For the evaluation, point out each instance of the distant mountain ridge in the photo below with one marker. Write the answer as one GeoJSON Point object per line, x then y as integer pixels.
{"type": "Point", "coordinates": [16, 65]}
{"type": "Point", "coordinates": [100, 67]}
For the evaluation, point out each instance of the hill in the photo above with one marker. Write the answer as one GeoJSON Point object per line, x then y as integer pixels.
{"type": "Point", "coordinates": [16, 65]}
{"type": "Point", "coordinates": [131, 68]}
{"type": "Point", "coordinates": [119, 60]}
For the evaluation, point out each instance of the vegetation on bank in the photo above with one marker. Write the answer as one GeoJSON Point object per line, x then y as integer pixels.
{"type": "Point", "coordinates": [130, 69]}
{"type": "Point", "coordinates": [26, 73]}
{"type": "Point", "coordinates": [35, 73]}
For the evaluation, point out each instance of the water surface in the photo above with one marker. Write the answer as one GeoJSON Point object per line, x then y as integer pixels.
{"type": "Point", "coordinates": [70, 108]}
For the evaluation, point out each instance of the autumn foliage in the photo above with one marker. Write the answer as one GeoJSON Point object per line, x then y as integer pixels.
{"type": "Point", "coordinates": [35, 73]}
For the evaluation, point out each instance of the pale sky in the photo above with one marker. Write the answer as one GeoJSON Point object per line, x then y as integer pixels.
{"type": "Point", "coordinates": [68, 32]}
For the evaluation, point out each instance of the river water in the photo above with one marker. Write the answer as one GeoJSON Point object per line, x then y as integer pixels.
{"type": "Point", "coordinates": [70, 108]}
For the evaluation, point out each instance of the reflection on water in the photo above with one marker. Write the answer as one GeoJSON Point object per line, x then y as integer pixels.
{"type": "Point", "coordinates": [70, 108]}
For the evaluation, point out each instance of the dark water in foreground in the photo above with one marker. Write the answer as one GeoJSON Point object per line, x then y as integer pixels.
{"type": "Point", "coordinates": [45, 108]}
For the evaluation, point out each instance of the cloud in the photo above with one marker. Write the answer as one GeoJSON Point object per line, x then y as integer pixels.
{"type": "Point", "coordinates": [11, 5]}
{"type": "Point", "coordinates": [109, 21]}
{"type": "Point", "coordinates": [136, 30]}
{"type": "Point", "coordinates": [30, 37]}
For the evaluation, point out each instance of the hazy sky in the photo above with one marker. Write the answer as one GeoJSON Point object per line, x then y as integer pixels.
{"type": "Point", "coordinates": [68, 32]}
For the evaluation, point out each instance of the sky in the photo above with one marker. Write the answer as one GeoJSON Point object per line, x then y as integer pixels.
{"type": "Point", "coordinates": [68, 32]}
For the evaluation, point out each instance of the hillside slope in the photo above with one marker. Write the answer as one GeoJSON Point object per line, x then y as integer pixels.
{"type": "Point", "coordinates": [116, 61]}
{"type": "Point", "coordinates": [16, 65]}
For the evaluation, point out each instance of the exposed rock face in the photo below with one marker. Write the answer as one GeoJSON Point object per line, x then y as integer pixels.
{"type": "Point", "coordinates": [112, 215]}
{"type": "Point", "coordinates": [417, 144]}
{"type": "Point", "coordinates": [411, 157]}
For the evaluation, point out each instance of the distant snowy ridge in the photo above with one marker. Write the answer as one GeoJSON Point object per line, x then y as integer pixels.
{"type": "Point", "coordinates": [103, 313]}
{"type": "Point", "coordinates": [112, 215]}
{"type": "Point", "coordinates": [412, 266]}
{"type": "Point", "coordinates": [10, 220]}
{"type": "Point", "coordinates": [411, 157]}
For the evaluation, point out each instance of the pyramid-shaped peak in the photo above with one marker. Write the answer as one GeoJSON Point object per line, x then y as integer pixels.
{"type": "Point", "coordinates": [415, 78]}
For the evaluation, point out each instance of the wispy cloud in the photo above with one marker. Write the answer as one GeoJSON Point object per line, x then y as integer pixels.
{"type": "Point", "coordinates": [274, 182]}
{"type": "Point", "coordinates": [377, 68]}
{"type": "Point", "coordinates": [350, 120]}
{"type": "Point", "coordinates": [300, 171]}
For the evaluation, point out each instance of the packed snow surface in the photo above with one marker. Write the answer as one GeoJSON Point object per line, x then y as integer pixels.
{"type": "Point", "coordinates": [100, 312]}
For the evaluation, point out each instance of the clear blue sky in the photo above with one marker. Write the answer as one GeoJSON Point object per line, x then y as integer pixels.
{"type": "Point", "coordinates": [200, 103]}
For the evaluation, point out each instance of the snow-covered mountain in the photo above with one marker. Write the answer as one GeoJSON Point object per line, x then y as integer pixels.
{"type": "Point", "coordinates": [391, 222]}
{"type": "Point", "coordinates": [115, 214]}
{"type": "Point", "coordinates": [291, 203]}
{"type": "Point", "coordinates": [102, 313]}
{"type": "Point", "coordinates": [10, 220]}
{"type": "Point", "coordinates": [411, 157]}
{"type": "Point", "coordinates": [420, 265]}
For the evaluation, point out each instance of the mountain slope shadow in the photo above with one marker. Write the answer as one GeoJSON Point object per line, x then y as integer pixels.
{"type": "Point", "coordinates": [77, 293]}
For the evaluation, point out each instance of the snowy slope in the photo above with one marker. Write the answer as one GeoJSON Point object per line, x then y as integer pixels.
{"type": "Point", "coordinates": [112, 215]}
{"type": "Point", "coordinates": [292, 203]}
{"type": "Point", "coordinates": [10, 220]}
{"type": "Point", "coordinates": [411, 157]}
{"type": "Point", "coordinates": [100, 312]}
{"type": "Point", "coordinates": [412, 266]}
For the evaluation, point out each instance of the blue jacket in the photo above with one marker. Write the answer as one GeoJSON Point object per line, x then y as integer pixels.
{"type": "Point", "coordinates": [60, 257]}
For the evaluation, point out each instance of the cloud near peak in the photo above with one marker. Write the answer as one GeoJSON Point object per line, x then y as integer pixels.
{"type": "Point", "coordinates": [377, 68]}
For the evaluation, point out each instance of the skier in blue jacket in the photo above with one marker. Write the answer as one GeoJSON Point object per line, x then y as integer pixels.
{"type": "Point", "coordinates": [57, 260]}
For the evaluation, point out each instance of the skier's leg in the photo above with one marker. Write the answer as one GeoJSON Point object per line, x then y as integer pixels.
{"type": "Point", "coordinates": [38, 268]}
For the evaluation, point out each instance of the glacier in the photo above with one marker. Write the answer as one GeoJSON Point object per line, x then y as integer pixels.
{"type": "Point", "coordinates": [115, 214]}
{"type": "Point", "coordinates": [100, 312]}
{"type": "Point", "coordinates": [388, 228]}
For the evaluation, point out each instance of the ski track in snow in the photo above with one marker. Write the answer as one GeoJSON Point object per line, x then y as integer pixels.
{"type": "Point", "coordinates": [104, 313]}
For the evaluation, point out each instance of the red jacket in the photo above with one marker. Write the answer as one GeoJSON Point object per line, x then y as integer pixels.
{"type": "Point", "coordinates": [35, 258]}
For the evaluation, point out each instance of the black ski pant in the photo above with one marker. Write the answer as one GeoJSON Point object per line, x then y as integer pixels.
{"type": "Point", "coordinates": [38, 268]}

******************************

Set problem: Transcribe all of the material exactly. Omit nothing.

Answer to this exercise:
For the evaluation, point out each instance of the distant mountain ridge in the photo below with one marker. Write the answer as one GeoJSON Point object per line, x then y as integer pixels.
{"type": "Point", "coordinates": [16, 65]}
{"type": "Point", "coordinates": [100, 67]}
For the evaluation, point out each instance of the hill in the photo above with one marker. Write the answer as one GeoJSON Point object per line, x then y as integer pixels.
{"type": "Point", "coordinates": [16, 65]}
{"type": "Point", "coordinates": [131, 68]}
{"type": "Point", "coordinates": [119, 60]}
For the evaluation, point out each instance of the vegetation on bank in the photo above with one marker. Write the answer as one GeoJSON Point object per line, x then y as integer pixels.
{"type": "Point", "coordinates": [130, 69]}
{"type": "Point", "coordinates": [26, 73]}
{"type": "Point", "coordinates": [35, 73]}
For the evaluation, point out each instance of the water surface in the photo above with one marker. Write the answer as one GeoJSON Point object per line, x then y as integer pixels.
{"type": "Point", "coordinates": [70, 108]}
For the evaluation, point out each instance of the autumn foliage in the photo above with one marker. Write the answer as one GeoJSON Point object per line, x then y as integer pixels.
{"type": "Point", "coordinates": [35, 73]}
For the evaluation, point out each instance of the pale sky in the photo above with one marker. Write the answer as one GeoJSON Point object per line, x then y as integer pixels.
{"type": "Point", "coordinates": [68, 32]}
For the evaluation, point out each instance of the river water in the photo above with one marker. Write the answer as one GeoJSON Point object per line, x then y as integer pixels.
{"type": "Point", "coordinates": [70, 108]}
For the evaluation, point out each instance of the reflection on water in the photo above with one marker. Write the answer as one GeoJSON Point object per line, x then y as integer pixels.
{"type": "Point", "coordinates": [70, 108]}
For the evaluation, point out each instance of the dark water in foreground in the photo above with one marker. Write the answer as one GeoJSON Point object per line, x then y as integer pixels.
{"type": "Point", "coordinates": [45, 108]}
For the evaluation, point out each instance of the cloud in the photo above with one marker. Write the answer as one GeoJSON Point object per line, x then y as integer pixels.
{"type": "Point", "coordinates": [11, 5]}
{"type": "Point", "coordinates": [109, 21]}
{"type": "Point", "coordinates": [136, 30]}
{"type": "Point", "coordinates": [30, 37]}
For the evaluation, point out each instance of the hazy sky in the photo above with one marker. Write the answer as one GeoJSON Point object per line, x then y as integer pixels.
{"type": "Point", "coordinates": [68, 32]}
For the evaluation, point out each instance of the sky in the photo above with one marker. Write the answer as one GeoJSON Point object per line, x then y as integer pixels.
{"type": "Point", "coordinates": [68, 32]}
For the evaluation, point out each instance of the hillside slope in the photo above with one marker. Write the answer as one GeoJSON Point object per line, x then y as integer pixels.
{"type": "Point", "coordinates": [116, 61]}
{"type": "Point", "coordinates": [16, 65]}
For the evaluation, point out each instance of the exposed rock face in the photo below with one marker. Write the answer as one GeoJSON Point object per line, x then y as integer pixels.
{"type": "Point", "coordinates": [112, 215]}
{"type": "Point", "coordinates": [417, 144]}
{"type": "Point", "coordinates": [411, 157]}
For the evaluation, point out each instance of the distant snowy ridge in the photo above with one marker. Write the answer as one GeoJSON Point object per line, x then y as integer pixels.
{"type": "Point", "coordinates": [103, 313]}
{"type": "Point", "coordinates": [112, 215]}
{"type": "Point", "coordinates": [412, 266]}
{"type": "Point", "coordinates": [10, 220]}
{"type": "Point", "coordinates": [411, 157]}
For the evaluation, point out each instance of the pyramid-shaped peak in the photo above with one marker. Write the answer as one GeoJSON Point object per line, x then y as integer pixels.
{"type": "Point", "coordinates": [415, 78]}
For the evaluation, point out each instance of the wispy cloud in the photo above with one marker. Write the answer as one GeoJSON Point object per line, x then y as integer pixels.
{"type": "Point", "coordinates": [274, 182]}
{"type": "Point", "coordinates": [377, 68]}
{"type": "Point", "coordinates": [350, 120]}
{"type": "Point", "coordinates": [300, 171]}
For the evaluation, point out each instance of the packed snow surface in the photo above with one marker. Write the answer as one GeoJSON Point object per line, x then y as integer pixels.
{"type": "Point", "coordinates": [100, 312]}
For the evaluation, point out each instance of the clear blue sky in the photo above with one marker. Write the answer as one GeoJSON Point object per line, x then y as integer pixels.
{"type": "Point", "coordinates": [200, 103]}
For the evaluation, point out each instance of the snow-covered mountain in the photo above with one marker. Write the answer as one GeoJSON Point object per line, x then y as integer pixels.
{"type": "Point", "coordinates": [391, 222]}
{"type": "Point", "coordinates": [115, 214]}
{"type": "Point", "coordinates": [291, 203]}
{"type": "Point", "coordinates": [102, 313]}
{"type": "Point", "coordinates": [10, 220]}
{"type": "Point", "coordinates": [411, 157]}
{"type": "Point", "coordinates": [420, 265]}
For the evaluation, point out each instance of the mountain slope shadow in the photo above with one marker. Write the answer as one GeoJSON Point object per line, x then y as integer pixels.
{"type": "Point", "coordinates": [77, 293]}
For the evaluation, point out each instance of the snowy slope in the photo above with one marker. Write the answer as one GeoJSON Point object per line, x then y as integer pixels.
{"type": "Point", "coordinates": [112, 215]}
{"type": "Point", "coordinates": [292, 203]}
{"type": "Point", "coordinates": [10, 220]}
{"type": "Point", "coordinates": [411, 157]}
{"type": "Point", "coordinates": [100, 312]}
{"type": "Point", "coordinates": [412, 266]}
For the evaluation, point out each instance of the blue jacket in the photo above with one marker. Write the answer as one GeoJSON Point object per line, x then y as integer pixels.
{"type": "Point", "coordinates": [60, 257]}
For the evaluation, point out each instance of the cloud near peak in the photo above with one marker. Write the answer as one GeoJSON Point object per line, x then y as integer pixels.
{"type": "Point", "coordinates": [377, 68]}
For the evaluation, point out each instance of the skier in blue jacket in the photo above with one marker. Write the answer as one GeoJSON Point object per line, x then y as integer pixels.
{"type": "Point", "coordinates": [57, 260]}
For the evaluation, point out each instance of the skier's leg in the photo above with one marker. Write the answer as one GeoJSON Point object per line, x then y as integer pixels.
{"type": "Point", "coordinates": [38, 268]}
For the evaluation, point out each instance of the glacier in the photo above with one marker. Write the answer as one GeoJSON Point object per line, x then y as integer pixels.
{"type": "Point", "coordinates": [115, 214]}
{"type": "Point", "coordinates": [100, 312]}
{"type": "Point", "coordinates": [388, 228]}
For the evaluation, point out each instance of the ski track in snow in the photo above with one marker. Write the answer as one GeoJSON Point object per line, x then y as integer pixels.
{"type": "Point", "coordinates": [104, 313]}
For the evaluation, point out each instance of the red jacket in the photo above with one marker. Write the answer as one GeoJSON Point object per line, x then y as integer pixels.
{"type": "Point", "coordinates": [35, 258]}
For the evaluation, point out each instance of the black ski pant in the photo above with one marker. Write the answer as one GeoJSON Point object per line, x then y as integer pixels.
{"type": "Point", "coordinates": [38, 268]}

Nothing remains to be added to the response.